◆ What to produce: Locate each line in the material below that contains the string "cable", and copy every such line.

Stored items
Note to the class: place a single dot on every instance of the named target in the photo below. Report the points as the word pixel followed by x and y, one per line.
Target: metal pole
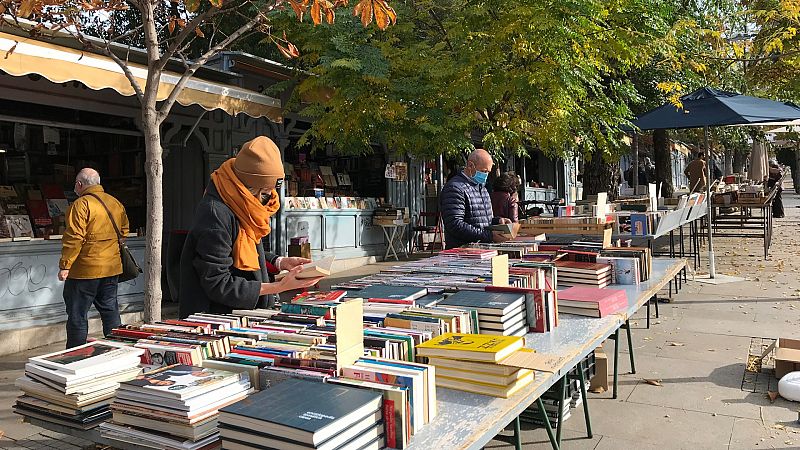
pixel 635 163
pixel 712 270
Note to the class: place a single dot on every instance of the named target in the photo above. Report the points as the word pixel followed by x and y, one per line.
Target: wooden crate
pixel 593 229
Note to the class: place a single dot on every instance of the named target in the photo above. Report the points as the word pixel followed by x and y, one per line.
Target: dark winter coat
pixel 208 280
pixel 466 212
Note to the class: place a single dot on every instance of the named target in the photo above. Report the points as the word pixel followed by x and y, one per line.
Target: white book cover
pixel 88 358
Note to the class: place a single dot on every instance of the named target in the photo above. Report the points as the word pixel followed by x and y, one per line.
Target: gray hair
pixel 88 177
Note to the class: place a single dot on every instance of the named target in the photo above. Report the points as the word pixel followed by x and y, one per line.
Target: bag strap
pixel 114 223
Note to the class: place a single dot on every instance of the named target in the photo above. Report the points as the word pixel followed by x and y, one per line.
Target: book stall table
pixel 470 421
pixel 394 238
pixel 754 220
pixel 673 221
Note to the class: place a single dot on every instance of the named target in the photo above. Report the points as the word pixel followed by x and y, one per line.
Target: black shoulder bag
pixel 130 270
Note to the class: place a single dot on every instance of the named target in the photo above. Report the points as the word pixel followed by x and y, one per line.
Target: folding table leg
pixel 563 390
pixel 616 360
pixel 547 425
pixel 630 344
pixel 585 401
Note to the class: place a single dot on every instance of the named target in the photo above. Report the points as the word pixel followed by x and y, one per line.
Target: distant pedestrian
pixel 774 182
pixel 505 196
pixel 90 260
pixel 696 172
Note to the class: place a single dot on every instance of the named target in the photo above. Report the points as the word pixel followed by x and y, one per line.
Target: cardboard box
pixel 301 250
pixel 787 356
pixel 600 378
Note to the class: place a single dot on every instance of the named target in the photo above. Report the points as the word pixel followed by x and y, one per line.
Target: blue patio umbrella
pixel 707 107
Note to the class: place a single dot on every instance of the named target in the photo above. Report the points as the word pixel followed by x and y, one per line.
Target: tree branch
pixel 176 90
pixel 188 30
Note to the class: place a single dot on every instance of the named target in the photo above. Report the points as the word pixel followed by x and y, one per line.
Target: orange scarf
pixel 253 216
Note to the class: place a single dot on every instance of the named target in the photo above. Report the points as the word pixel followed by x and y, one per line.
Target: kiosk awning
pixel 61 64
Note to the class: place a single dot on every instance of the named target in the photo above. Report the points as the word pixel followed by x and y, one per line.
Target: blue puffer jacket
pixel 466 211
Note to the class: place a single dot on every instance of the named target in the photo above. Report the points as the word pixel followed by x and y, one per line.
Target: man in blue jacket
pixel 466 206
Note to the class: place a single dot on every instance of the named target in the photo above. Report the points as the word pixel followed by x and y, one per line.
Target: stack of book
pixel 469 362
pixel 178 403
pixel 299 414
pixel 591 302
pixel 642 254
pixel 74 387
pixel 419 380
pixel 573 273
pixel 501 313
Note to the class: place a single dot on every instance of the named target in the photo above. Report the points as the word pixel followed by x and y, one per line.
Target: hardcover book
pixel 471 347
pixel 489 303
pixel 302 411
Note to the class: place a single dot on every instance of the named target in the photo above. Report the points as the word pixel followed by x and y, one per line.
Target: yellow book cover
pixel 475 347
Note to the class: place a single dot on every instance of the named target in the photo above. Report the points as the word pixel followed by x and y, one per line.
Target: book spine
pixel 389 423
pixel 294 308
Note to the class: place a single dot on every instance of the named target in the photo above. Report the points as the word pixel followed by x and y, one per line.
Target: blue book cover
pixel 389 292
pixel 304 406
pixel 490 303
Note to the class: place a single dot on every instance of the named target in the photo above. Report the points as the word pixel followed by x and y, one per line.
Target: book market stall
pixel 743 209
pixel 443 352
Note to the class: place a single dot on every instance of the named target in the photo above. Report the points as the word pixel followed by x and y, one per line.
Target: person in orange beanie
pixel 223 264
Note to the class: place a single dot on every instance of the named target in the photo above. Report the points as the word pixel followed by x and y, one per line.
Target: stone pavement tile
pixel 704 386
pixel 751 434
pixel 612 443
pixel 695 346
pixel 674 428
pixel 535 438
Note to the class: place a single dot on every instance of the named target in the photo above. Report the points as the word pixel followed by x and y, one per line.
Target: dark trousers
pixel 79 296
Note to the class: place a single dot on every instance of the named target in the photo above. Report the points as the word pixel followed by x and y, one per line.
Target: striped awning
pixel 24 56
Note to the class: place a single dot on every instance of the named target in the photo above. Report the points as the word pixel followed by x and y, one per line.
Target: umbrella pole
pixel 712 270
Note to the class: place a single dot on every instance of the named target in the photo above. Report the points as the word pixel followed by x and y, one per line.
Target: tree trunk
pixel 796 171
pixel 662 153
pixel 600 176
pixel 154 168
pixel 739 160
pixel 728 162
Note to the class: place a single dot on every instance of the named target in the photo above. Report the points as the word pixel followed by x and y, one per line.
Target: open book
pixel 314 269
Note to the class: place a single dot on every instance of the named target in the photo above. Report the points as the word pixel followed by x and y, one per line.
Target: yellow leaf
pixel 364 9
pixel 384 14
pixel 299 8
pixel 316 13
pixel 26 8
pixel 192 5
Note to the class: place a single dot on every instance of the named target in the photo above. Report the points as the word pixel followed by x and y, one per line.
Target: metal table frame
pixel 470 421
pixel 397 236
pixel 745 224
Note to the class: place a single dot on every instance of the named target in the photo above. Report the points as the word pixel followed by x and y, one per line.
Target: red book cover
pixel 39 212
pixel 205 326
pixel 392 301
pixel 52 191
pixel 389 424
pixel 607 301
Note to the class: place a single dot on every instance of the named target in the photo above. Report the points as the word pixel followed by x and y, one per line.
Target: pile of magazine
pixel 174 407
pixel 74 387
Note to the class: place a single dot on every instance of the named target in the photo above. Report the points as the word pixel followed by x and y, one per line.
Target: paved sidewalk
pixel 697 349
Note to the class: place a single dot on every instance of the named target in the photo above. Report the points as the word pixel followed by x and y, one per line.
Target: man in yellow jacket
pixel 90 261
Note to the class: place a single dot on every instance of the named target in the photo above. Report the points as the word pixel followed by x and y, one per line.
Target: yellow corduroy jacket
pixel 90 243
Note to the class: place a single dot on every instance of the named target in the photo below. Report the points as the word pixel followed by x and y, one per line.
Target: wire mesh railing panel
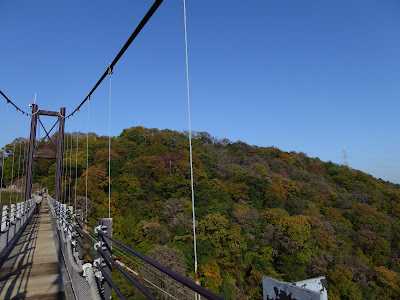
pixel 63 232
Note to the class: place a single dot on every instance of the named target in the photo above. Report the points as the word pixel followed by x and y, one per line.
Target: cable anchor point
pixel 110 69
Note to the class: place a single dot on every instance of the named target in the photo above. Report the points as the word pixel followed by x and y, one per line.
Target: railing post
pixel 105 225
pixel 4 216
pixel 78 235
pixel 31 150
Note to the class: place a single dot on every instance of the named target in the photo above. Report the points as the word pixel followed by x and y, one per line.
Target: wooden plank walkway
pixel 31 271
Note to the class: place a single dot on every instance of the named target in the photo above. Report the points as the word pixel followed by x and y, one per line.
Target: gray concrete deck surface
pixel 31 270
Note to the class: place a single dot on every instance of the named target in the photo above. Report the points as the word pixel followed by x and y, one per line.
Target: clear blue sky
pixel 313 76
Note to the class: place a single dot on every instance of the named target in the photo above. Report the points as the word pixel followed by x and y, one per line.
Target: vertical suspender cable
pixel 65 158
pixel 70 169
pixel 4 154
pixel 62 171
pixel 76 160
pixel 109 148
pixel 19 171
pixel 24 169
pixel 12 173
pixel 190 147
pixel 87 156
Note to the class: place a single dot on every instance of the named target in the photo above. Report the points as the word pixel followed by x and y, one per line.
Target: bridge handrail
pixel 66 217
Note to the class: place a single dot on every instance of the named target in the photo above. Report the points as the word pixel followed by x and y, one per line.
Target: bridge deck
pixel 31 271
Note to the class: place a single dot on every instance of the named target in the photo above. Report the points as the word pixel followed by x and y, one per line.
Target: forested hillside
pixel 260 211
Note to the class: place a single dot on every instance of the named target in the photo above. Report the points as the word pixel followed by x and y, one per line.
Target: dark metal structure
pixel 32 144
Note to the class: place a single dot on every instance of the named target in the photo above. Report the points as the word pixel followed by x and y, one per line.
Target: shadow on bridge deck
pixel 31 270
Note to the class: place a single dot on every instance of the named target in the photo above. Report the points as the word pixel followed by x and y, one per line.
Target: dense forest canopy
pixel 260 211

◆ Answer in full:
Target: cable anchor point
Target: vertical suspender cable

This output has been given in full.